**APPLY WHAT YOU READ**
1. List every U.S. state named in the blog post on LGBT rights below.
2. Continue the blog post on LGBT rights below, starting after its final sentence.

But the question still remains: Where should prisons place people who are still in the process of transitioning from one gender to another? If a person has breast implants, female hormones, and male genitalia, should they be placed in a male or female facility, or isolated from their peers? How can we better protect them, and the rest of the transgender community, from vicious hate crimes?

LGBT Rights Round-up, 2009: Iowa

(Originally posted by me in the GW Discourse blog, http://www.gwdiscourse.com).

I’d like to take an in-depth look at what the LGBT community has seen this year, what promises have been fulfilled, what’s gone wrong, and what’s to come in the future. Today I’ll begin with Iowa, but keep your eyes on our blog and look out for more posts on what we’ve seen regarding LGBT rights in 2009. Future posts to come on New York and New Jersey, and other LGBT issues such as hate crimes and Don’t Ask, Don’t Tell.

It’s not completely shocking when socially liberal strongholds like Massachusetts and Vermont legalize same-sex marriage. But in April of 2009, the Iowa Supreme Court surprised America by allowing gays and lesbians in the American Heartland the right to marry.

The question is, how did the LGBT community win the unanimous support of a court with several self-proclaimed conservatives and Republicans, especially on this issue? Lambda Legal argued on behalf of same-sex marriage in Varnum v. Brien (the case which granted marriage in Iowa). Their legal team spent nine years prepping for this case, and chose their plaintiffs carefully. They defended six same-sex couples, three of whom had children, and all of whom were in lengthy, committed relationships. Couples with children can make all the difference in cases like this. It’s much easier to show that same-sex marriage does not destroy families and children, but actually supports them, when the plaintiffs have families. They also mollified conservative fears by including a religious accommodations clause, which stated that religious institutions are not legally required to perform or recognize Iowa’s same-sex marriages.

And although we think of Iowa as a typical midwestern state, it historically has never behaved quite like the rest of the heartland. Iowa was one of the first states to allow women’s suffrage and interracial marriage. Interracial marriage cases are often referenced in same-sex marriage cases, so perhaps it is not so surprising that this year’s biggest same-sex marriage victory took place in Iowa. It has a unique history of civil rights liberalism that should not be ignored.

**DATA UNDER STUDY**
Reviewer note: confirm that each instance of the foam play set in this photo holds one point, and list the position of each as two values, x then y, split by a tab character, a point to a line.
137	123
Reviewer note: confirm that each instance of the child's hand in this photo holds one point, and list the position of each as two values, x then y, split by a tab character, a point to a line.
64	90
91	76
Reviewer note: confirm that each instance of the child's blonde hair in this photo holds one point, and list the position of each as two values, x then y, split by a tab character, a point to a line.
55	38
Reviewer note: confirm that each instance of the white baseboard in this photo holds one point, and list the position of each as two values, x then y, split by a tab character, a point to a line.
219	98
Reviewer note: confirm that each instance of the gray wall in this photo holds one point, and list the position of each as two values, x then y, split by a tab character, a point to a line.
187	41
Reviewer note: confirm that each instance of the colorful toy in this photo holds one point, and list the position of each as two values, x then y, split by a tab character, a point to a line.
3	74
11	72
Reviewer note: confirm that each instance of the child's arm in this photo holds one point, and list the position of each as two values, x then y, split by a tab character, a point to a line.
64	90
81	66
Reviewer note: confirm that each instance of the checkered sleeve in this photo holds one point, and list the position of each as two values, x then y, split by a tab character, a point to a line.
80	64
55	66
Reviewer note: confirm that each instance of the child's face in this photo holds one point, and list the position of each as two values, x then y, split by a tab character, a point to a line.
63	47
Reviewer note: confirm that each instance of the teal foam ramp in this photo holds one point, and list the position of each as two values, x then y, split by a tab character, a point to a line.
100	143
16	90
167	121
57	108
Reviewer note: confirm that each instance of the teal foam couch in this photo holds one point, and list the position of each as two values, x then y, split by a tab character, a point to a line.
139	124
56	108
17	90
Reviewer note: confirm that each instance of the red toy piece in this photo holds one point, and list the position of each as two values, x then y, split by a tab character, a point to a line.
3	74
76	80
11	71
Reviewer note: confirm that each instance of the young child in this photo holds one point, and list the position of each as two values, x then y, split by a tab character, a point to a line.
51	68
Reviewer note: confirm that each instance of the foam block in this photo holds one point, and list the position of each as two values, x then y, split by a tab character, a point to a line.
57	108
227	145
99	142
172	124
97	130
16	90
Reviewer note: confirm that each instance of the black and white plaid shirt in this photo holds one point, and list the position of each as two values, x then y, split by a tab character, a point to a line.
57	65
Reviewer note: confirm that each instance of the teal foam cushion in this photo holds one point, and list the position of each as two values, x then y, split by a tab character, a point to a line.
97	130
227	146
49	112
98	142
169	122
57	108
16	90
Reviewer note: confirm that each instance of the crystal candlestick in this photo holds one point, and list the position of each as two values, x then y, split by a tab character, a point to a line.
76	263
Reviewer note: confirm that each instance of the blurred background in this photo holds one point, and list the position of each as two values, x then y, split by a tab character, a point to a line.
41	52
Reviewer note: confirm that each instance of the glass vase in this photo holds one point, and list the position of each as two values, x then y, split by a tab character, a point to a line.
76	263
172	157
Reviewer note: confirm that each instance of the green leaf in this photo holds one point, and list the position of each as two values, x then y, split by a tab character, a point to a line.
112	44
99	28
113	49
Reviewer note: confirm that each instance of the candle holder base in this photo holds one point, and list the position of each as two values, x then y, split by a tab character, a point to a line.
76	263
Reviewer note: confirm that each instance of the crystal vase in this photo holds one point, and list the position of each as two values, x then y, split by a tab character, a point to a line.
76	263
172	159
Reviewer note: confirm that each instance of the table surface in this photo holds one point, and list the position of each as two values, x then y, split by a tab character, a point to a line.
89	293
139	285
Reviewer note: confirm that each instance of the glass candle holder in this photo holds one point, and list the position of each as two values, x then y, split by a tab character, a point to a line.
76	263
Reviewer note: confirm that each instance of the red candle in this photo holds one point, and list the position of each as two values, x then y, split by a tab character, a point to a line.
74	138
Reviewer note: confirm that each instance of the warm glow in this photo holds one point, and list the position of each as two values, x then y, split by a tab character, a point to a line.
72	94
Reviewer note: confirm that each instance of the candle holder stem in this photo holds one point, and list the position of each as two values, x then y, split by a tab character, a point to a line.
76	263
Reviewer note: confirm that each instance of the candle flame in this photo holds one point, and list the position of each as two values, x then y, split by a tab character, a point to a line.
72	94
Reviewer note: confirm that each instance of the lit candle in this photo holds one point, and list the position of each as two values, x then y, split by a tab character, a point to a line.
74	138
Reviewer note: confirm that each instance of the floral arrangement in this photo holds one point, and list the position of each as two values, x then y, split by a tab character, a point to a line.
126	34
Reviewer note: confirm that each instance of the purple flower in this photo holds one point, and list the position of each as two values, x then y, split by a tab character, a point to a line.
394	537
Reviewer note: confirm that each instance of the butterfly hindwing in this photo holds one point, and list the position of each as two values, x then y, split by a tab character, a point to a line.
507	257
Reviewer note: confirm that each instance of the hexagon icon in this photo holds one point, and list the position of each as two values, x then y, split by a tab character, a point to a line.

**YOUR RESPONSES**
1. Iowa, New York, New Jersey, Massachusetts, Vermont

2.
Will this decision last? Some states, like California and Hawaii, passed same-sex marriage in the courts, but then rescinded it through ballot initiatives or the legislature. Luckily for the gay and lesbian community, this is unlikely to happen in Iowa. Citizens cannot initiate a change in the Iowa constitution. In order to remove same-sex marriage, the Iowa legislature would have to vote for it in two consecutive legislative sessions, and then it would be voted upon by the public. It looks as if Varnum v. Brien is here to stay.

What can we learn from Iowa? First of all, don’t underestimate the importance of the image couples you are representing. Bringing forward families instead of couples speaks volumes to the courts. Second, we need to take another look at social liberalism in this country and figure out where LGBT support really lies. Most of us would never have believed that Iowa would have same-sex marriage while California does not. (We’ll delve further into this issue when we take a look at Maine, NY, and NJ). Finally, although this case is under the Iowa Supreme Court, and therefore other state Supreme Courts are not required to follow this precedent, the Varnum court determined that laws prohibiting same-sex marriage failed at the intermediate scrutiny level. They found that the law was not substantially related to an important government interest, and therefore it violated the Iowa Constitution. Again, other courts are not forced to uphold this, but it will be interesting to see how this precedent affects other courts and challenges to the Defense of Marriage Act.